| Written problem |
Reproduce the part of the Jon Rose article that starts at the words "Jim Denley In" and stops after "within that image.".

Jon Rose & Hollis Taylor, play a fence in the Strzelecki

Jon Rose & Hollis Taylor, play a fence in the Strzelecki

AT THE TURA 2012 PROGRAM LAUNCH IN PERTH ON MARCH 21, JON ROSE WAS ANNOUNCED AS THE WINNER OF THE AUSTRALIA COUNCIL’S PRESTIGIOUS DON BANKS AWARD.

UK born, Rose arrived in Australia in 1976 at the age of 25 and, somehow finding this country’s idiosyncrasies to his liking, exploded into a plethora of activities, which continue to this day. As well as being a consummate violinist and versatile improviser, he has made a multitude of instruments and has also created many radio works. Most recently he has been exploring interactive music making experiences in works such as Pursuit, using musical bicycles (see RT90; RT96), an interactive netball game, Team Music! (RT96); and the multi-user festival hit The Ball project (RT102).

Rose has also embraced the Australian landscape, evidenced in his Great Fences of Australia project undertaken with his partner, violinist Hollis Taylor, which saw the couple travelling across the outback playing and recording the sounds of Australia’s many fences. This journey is beautifully documented in a book by Taylor called Post Impressions (see RT82). Another epic adventure was the Ad Lib Project, an extensive archive of weird and wonderful music-making activities from around the nation, housed on the ABC’s website. It perhaps best illustrates Rose’s conflicted love for this country and its curious history which he enticingly articulated in his 2008 Peggy Glanville-Hicks address (RT83) and which he discusses in the following conversation with equally respected musician and improviser Jim Denley.

instrument builder

Jim Denley In preparing to talk with you today, I actually went back and listened to some of your early 1980s work, like Devils and Angels [Fringe Benefit Records 1984], where you use multi-stringed instruments. If I compare it to say Derek Bailey’s solo guitar playing in the 70s it seems like what you were doing is a logical extension—this search for a kind of multiplicity through complexity and velocity.

Jon Rose A multiplicity of events—that’s a good way of describing it. First of all there was a 19-string violin which was stolen in London. Then there was the 19-string half cello to replace that, which has incidentally also been stolen…Those instruments were specifically about multiplicity, using also amplification to project certain things, so you had a stereo image and could place things within that image.

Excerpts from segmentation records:
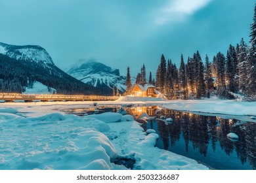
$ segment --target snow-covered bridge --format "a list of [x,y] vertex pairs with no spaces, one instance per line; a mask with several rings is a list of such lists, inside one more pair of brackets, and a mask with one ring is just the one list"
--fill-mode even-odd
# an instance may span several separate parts
[[115,101],[119,97],[100,95],[75,95],[58,94],[21,94],[21,93],[0,93],[0,101],[14,102],[24,101],[24,102],[41,101]]

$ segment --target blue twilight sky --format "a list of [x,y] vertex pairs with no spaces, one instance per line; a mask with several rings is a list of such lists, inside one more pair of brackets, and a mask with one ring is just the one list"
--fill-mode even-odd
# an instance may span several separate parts
[[153,76],[161,54],[179,65],[199,50],[204,60],[244,37],[255,0],[0,0],[0,42],[40,45],[66,69],[94,59],[136,76]]

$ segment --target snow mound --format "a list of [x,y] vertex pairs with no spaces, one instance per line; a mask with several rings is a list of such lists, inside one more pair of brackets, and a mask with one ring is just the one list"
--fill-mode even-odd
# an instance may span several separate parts
[[154,98],[154,97],[121,97],[117,101],[165,101],[163,98]]
[[228,135],[226,135],[226,137],[231,139],[238,139],[238,136],[234,133],[230,133]]
[[58,113],[18,119],[6,114],[10,118],[0,123],[0,169],[113,169],[117,152],[95,129],[99,121]]
[[133,122],[134,118],[132,116],[129,114],[126,114],[125,116],[123,116],[122,118],[121,118],[121,121],[122,122]]
[[25,90],[26,91],[23,92],[24,94],[54,94],[56,93],[56,89],[47,87],[38,81],[35,81],[31,88],[26,87]]
[[167,119],[166,119],[166,121],[167,121],[167,122],[172,122],[172,121],[173,121],[173,120],[172,118],[167,118]]
[[17,114],[18,111],[12,108],[0,108],[0,112]]
[[115,112],[105,112],[99,114],[93,114],[85,116],[85,118],[93,118],[106,123],[121,122],[122,117],[122,114]]
[[149,134],[149,133],[156,133],[156,130],[153,129],[148,129],[146,131],[146,133]]

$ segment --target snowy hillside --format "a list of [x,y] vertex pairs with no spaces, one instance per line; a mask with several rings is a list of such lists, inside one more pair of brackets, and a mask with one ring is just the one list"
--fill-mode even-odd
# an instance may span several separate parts
[[41,63],[46,67],[54,65],[47,52],[39,46],[14,46],[0,42],[0,54],[16,59]]
[[121,92],[126,90],[126,77],[120,76],[118,69],[113,69],[99,62],[89,61],[80,66],[71,68],[67,73],[94,87],[106,86],[112,88],[114,85]]
[[54,88],[47,87],[41,82],[35,82],[32,87],[26,87],[24,94],[54,94],[56,93]]

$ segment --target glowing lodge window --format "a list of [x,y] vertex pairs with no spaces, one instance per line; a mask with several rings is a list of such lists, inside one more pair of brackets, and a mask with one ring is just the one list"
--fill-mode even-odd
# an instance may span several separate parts
[[149,88],[148,89],[148,95],[154,95],[154,88]]

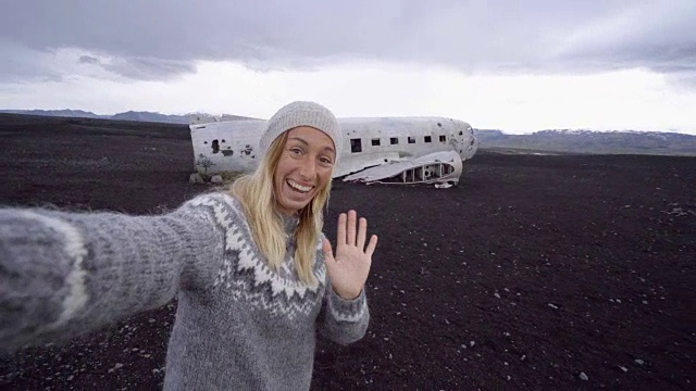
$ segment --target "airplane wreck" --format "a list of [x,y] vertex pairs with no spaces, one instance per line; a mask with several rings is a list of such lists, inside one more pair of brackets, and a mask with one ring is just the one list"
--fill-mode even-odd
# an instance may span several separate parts
[[[463,162],[478,148],[471,125],[442,117],[338,118],[343,149],[333,177],[385,185],[457,185]],[[252,172],[263,119],[192,118],[189,125],[196,174],[214,176]]]

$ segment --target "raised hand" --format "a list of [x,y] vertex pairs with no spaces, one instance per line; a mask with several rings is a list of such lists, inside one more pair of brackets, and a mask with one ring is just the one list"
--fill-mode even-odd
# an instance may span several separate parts
[[334,291],[345,300],[352,300],[360,295],[370,274],[372,254],[377,247],[377,236],[373,235],[365,248],[368,219],[360,217],[359,227],[356,227],[357,219],[356,211],[349,211],[348,215],[341,213],[338,216],[336,257],[334,257],[331,242],[327,239],[322,242],[331,285]]

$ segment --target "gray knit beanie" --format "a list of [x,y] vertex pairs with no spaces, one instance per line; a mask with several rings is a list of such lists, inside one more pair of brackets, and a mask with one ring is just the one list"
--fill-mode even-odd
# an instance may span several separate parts
[[343,136],[338,121],[328,109],[314,102],[291,102],[273,114],[271,119],[266,122],[265,130],[259,142],[261,154],[265,155],[271,143],[278,136],[298,126],[310,126],[331,137],[334,141],[334,148],[336,148],[336,163],[338,163],[338,155],[343,149]]

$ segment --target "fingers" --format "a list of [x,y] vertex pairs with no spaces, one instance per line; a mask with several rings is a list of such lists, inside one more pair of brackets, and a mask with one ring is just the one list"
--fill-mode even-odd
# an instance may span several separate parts
[[324,252],[326,262],[334,260],[334,250],[331,248],[331,242],[326,238],[322,239],[322,251]]
[[346,214],[338,215],[338,227],[336,228],[336,247],[346,244]]
[[358,219],[358,213],[356,211],[348,211],[348,237],[346,241],[348,245],[356,245],[356,220]]
[[359,225],[358,242],[356,243],[356,245],[358,245],[358,249],[362,251],[365,248],[365,237],[368,236],[368,219],[364,217],[360,217]]

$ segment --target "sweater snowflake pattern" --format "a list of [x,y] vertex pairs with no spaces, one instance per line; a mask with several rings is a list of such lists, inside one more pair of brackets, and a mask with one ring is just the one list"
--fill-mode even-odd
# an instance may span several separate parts
[[269,268],[239,202],[202,194],[162,215],[0,210],[0,346],[65,340],[177,297],[166,390],[309,389],[315,332],[348,344],[370,313],[331,288],[321,240],[304,285]]

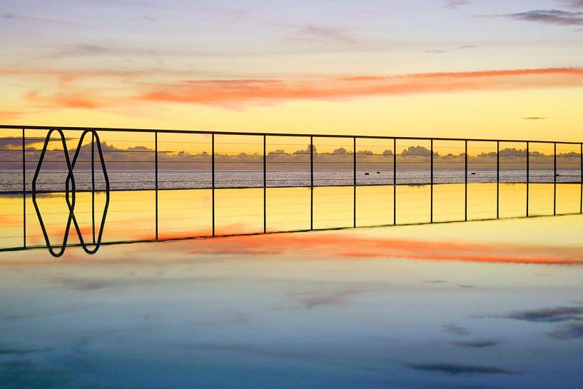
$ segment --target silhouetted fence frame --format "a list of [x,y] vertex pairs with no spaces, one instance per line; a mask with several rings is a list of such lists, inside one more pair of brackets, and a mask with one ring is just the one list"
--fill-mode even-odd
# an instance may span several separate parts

| Correct output |
Jim Denley In preparing to talk with you today, I actually went back and listened to some of your early 1980s work, like Devils and Angels [Fringe Benefit Records 1984], where you use multi-stringed instruments. If I compare it to say Derek Bailey’s solo guitar playing in the 70s it seems like what you were doing is a logical extension—this search for a kind of multiplicity through complexity and velocity.

Jon Rose A multiplicity of events—that’s a good way of describing it. First of all there was a 19-string violin which was stolen in London. Then there was the 19-string half cello to replace that, which has incidentally also been stolen…Those instruments were specifically about multiplicity, using also amplification to project certain things, so you had a stereo image and could place things within that image.